Fewer Flights And Higher Fares Make Air Travel A Luxury For Many

Thousands of flights each month have been wiped from schedules into major hubs including Singapore, London and Doha, Cirium data show.

An airport lounge. (Photo: PxHere)

The jet era that globalized air travel for half a century was brought to an abrupt halt with Covid. Now, planes are back in the skies but flying’s proliferation is in reverse: Fewer aircraft are plying a smaller network and fares are up.

Thousands of flights each month have been wiped from schedules into major hubs including Singapore, London and Doha, Cirium data show. It’s more expensive to fly almost anywhere overseas. And while some markets such as the US are just about back to pre-virus capacity, swathes of Asia and Europe are wallowing more than one-quarter below 2019 levels.

A swift post-virus rebound in demand has overwhelmed an airline industry that has lost about $187 billion since 2020 under the weight of travel restrictions. Short of planes and crew, the sector has dropped more than 2,000 city-to-city connections that existed in 2019 and carriers are charging more for tickets on many routes. Air travel, the data show, is for the richer and the fewer.

“Flying has moved upmarket,” said Simon Kuestenmacher, Melbourne-based co-founder of advisory firm The Demographics Group. It’s further evidence that the pandemic has drawn a clearer line between the world’s economic winners and losers, he said.

Here are four charts that tell the story.

1. Ticket Prices

There’s so much appetite to travel that airlines have been able to more than double fares on some routes, particularly for business class seats.

Given data:

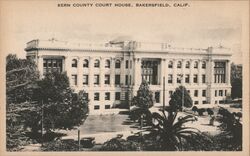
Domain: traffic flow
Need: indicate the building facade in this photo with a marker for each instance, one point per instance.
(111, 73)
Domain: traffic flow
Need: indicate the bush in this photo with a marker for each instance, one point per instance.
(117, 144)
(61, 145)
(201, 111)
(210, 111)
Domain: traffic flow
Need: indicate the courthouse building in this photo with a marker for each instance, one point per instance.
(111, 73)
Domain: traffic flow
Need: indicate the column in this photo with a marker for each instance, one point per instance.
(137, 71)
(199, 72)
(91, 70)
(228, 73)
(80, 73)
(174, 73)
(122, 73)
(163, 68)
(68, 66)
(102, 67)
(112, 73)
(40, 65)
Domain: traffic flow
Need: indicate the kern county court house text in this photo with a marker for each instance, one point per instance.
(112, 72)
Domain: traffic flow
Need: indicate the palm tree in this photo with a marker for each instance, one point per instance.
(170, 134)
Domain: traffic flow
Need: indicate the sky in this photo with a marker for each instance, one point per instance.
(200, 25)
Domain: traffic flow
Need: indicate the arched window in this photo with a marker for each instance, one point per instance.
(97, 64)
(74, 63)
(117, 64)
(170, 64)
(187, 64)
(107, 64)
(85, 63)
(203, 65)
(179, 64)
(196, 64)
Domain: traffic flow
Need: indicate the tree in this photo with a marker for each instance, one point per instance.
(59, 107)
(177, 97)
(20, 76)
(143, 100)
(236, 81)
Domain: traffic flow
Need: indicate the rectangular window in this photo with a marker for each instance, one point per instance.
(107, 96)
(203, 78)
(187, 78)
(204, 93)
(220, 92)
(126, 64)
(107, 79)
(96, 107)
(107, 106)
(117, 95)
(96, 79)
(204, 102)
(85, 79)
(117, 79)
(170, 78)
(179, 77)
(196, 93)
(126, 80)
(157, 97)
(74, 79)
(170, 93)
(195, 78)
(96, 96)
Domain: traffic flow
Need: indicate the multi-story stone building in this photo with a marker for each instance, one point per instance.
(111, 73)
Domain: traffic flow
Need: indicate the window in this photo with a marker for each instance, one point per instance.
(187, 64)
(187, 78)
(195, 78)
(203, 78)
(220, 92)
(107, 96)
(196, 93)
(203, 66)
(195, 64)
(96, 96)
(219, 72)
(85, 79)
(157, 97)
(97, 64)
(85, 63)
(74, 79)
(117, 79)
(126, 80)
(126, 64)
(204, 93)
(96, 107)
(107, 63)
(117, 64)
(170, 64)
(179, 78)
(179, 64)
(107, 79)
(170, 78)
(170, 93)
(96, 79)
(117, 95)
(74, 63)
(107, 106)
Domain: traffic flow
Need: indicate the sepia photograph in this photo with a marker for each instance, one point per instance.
--
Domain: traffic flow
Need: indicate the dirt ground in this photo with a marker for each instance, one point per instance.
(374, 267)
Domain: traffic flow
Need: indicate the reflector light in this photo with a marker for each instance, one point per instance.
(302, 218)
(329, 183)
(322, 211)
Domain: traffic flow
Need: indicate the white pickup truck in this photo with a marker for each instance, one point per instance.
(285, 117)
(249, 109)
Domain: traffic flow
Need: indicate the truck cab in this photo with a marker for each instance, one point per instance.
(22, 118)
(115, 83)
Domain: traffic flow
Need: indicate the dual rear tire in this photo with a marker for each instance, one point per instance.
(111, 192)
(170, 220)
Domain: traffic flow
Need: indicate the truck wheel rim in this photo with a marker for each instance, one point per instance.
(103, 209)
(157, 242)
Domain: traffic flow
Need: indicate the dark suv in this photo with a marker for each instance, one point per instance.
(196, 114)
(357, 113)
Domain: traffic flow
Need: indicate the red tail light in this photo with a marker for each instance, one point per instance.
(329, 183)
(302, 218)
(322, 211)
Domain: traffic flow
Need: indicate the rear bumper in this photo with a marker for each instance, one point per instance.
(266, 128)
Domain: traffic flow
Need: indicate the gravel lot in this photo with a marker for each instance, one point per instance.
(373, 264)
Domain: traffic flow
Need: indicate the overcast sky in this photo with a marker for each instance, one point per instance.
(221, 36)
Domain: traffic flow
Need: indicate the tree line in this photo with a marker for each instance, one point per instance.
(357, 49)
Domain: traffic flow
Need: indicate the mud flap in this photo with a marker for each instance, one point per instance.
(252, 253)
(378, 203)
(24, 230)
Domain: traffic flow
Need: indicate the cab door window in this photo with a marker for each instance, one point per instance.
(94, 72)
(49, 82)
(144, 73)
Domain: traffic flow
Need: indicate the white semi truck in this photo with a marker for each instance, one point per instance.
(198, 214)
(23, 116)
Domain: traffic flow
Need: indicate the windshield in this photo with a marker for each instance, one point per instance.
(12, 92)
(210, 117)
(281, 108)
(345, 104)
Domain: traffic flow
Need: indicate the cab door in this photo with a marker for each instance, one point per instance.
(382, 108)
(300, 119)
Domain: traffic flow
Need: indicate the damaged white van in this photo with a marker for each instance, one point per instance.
==
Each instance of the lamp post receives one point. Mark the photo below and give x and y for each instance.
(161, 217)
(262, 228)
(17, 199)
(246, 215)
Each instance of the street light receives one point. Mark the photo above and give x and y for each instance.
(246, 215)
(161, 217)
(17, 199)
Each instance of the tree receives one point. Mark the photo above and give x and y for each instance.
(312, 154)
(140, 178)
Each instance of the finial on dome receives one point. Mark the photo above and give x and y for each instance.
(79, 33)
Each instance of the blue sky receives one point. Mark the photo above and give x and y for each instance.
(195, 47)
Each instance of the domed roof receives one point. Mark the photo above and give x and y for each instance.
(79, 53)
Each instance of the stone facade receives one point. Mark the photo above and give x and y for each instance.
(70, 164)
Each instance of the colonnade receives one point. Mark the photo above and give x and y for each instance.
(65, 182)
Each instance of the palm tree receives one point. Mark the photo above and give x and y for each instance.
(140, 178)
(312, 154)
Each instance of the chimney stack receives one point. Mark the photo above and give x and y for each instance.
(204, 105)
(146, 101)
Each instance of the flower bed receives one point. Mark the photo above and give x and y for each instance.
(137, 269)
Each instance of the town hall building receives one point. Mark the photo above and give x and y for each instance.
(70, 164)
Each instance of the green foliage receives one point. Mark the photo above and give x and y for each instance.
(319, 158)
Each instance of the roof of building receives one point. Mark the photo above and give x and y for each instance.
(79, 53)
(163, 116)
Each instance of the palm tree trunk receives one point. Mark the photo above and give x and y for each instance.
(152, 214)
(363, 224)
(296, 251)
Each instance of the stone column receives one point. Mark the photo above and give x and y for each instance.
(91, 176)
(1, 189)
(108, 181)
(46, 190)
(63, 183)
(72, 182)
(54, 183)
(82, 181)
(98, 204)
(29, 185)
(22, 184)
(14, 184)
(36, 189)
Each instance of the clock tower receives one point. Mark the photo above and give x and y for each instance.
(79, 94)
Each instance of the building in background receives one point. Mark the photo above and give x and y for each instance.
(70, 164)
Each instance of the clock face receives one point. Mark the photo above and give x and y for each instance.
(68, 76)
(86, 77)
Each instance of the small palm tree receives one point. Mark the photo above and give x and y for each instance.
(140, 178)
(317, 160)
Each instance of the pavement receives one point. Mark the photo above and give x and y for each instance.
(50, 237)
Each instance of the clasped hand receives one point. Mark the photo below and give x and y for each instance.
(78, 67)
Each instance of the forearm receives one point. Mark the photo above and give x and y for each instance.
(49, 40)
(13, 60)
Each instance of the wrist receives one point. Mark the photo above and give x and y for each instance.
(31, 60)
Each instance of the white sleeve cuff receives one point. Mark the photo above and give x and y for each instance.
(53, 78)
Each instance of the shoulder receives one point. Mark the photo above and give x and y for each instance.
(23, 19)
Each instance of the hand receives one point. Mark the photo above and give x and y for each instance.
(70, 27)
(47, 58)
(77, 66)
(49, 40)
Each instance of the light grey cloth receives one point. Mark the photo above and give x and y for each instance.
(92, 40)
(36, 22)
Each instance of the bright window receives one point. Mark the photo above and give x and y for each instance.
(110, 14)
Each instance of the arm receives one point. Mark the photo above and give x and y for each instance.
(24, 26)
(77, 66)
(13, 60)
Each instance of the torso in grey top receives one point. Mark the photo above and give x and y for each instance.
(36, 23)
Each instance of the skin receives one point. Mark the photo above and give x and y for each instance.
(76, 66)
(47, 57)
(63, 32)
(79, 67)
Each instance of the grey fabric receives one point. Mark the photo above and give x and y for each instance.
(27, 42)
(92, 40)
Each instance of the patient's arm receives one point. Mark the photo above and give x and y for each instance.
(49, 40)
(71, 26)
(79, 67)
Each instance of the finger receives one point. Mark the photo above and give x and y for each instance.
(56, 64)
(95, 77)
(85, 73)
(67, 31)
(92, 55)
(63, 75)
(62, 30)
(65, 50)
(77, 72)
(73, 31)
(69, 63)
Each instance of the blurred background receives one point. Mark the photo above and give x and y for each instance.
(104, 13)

List of tasks:
1 - Name every major hub that the article on air travel says has lost thousands of flights each month.
2 - Carry on the article on air travel from its last sentence.
The items have nothing to do with the article on air travel.

Answer set:
1 - Singapore, London, Doha

2 -
“We have a genuine imbalance between supply and demand,” said Joe Leader, chief executive officer of APEX, a New York-based passenger experience association.

2. Flights Are Tougher to Find

There are fewer services in every region, making it harder for travelers to get on a flight that suits them or one that connects to an onward destination.

Globally, some 100,000 weekly flights have been scrubbed from pre-Covid schedules. The number of weekly flights in early December was 616,330, down 14% from 716,727 in the same period of 2019, according to data from OAG.

3. Connectivity

The smaller number of flights heading into major transit hubs has reduced social mobility. Cathay Pacific Airways Ltd. and British Airways, for example, are operating all 95 services from Hong Kong to London Heathrow this month, according to Cirium. In December 2019, there were 234 flights on the same route.

4. Getting Seats

There are also fewer seats to fight over on international flights, with airlines struggling to rebuild the fleets they boasted prior to the pandemic.